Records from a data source
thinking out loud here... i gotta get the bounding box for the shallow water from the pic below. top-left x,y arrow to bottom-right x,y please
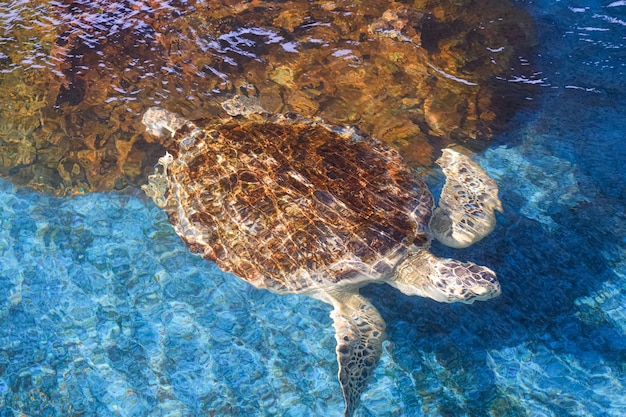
1,1 -> 626,416
0,0 -> 536,193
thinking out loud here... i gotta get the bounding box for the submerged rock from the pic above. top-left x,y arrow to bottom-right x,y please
0,0 -> 537,194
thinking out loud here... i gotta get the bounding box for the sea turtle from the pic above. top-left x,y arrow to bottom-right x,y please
141,99 -> 503,417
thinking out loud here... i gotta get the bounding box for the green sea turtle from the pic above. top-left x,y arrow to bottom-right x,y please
141,98 -> 502,417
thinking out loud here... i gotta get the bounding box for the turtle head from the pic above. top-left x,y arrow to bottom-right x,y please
391,250 -> 501,304
142,107 -> 188,138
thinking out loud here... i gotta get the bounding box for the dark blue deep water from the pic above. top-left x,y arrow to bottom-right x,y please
1,1 -> 625,416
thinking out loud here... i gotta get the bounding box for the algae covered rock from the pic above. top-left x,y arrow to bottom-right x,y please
0,0 -> 537,194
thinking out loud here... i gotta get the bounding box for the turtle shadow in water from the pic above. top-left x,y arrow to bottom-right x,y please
362,164 -> 626,416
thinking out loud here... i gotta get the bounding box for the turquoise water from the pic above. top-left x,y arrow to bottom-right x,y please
1,1 -> 626,416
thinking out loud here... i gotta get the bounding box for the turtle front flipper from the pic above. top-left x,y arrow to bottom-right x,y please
430,148 -> 503,248
390,250 -> 501,303
325,291 -> 386,417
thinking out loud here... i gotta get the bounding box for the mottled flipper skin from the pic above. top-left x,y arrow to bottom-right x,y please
391,250 -> 500,303
430,148 -> 503,248
328,292 -> 385,417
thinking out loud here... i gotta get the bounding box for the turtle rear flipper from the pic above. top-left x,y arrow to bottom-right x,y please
390,250 -> 501,303
326,291 -> 386,417
430,148 -> 503,248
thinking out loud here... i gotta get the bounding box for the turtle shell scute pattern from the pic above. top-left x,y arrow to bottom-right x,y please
163,117 -> 434,293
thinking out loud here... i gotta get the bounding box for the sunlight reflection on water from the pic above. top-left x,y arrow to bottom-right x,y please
0,0 -> 625,416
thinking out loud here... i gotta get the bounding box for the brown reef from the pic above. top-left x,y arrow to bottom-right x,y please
0,0 -> 537,194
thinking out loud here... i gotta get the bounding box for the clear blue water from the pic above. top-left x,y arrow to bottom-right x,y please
1,1 -> 626,416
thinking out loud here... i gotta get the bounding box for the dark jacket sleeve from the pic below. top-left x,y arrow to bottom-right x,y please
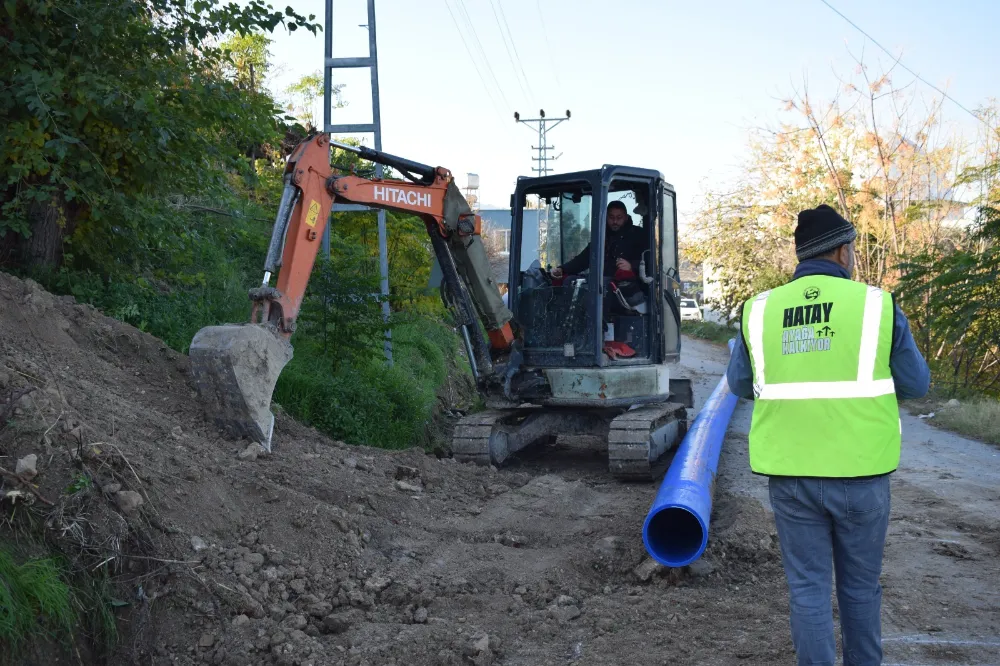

- [WHAT IS BEING ASKED]
Every entry above needs to be retyped exactly; drop the pictures.

- [EXERCISE OUTPUT]
thinking out loud here... i gotta get the bounding box for the shallow water from the pic below. top-left x,y arrow to bottom-right x,y please
1,1 -> 626,416
0,0 -> 536,193
thinking out loud here... i gotta get the bounding box for the submerged rock from the pic above. top-left x,y arrow to bottom-right x,y please
0,0 -> 537,194
thinking out loud here... i gotta get the bounding box for the sea turtle from the pic above. top-left x,y arrow to bottom-right x,y please
141,99 -> 503,417
thinking out loud here... i gotta get the bounding box for the green sea turtle from the pic above. top-left x,y arrow to bottom-right x,y please
141,98 -> 502,417
thinking out loud here... i gotta get the bounding box for the turtle head from the pic above. top-left x,y arrow to bottom-right x,y please
391,250 -> 501,304
142,107 -> 188,138
thinking out loud here... i gotta get the bounding box for the dark blue deep water from the pic above. top-left x,y arrow to bottom-right x,y please
1,1 -> 625,416
thinking out loud here... i gotta get the bounding box for the algae covered rock from the pic above. top-left x,y arrow to bottom-right x,y please
0,0 -> 537,194
thinking out loud here... i gotta get the bounding box for the turtle shadow in water from the pic above. top-left x,y arrow to bottom-right x,y please
362,164 -> 626,416
thinking out loud here... i gotta get the bounding box for the turquoise water from the pic above. top-left x,y arrow to bottom-right x,y please
1,1 -> 626,416
thinking out loud here... i gotta get the bounding box for the turtle front flipper from the pic above. top-left x,y arrow to bottom-right x,y please
430,148 -> 503,248
390,250 -> 501,303
325,291 -> 386,417
thinking out loud here... i gotta get the bounding box for the mottled flipper skin from the pic above. top-left x,y arrow to bottom-right x,y please
391,250 -> 500,303
430,148 -> 503,248
328,292 -> 385,417
thinking out loud here... i gotta get the bounding box for the turtle rear flipper from the pic above. top-left x,y arrow to bottom-right x,y please
390,250 -> 501,303
326,291 -> 386,417
430,148 -> 503,248
thinking out loud here... i gotta get the bounding box for the turtle shell scute pattern from the pic above. top-left x,y arrow to bottom-right x,y please
163,117 -> 434,293
thinking out loud here... i gotta get the bounding box for the sunlight reflection on water from the pic above. top-left x,y arrow to bottom-right x,y please
0,0 -> 625,416
thinking out loud here... i gotta get the bounding box for the brown reef from the pic above. top-left x,y arrow to bottom-right x,y please
0,0 -> 537,194
thinking out loud here... i gotta get the bounding box for the clear blue water from the pic above. top-left x,y arrow to bottom-right x,y please
1,1 -> 626,416
thinking out loud here... i gotta get the bounding box for the dark jacket sleeve from the pic below. top-left x,y arrow to bottom-right x,y please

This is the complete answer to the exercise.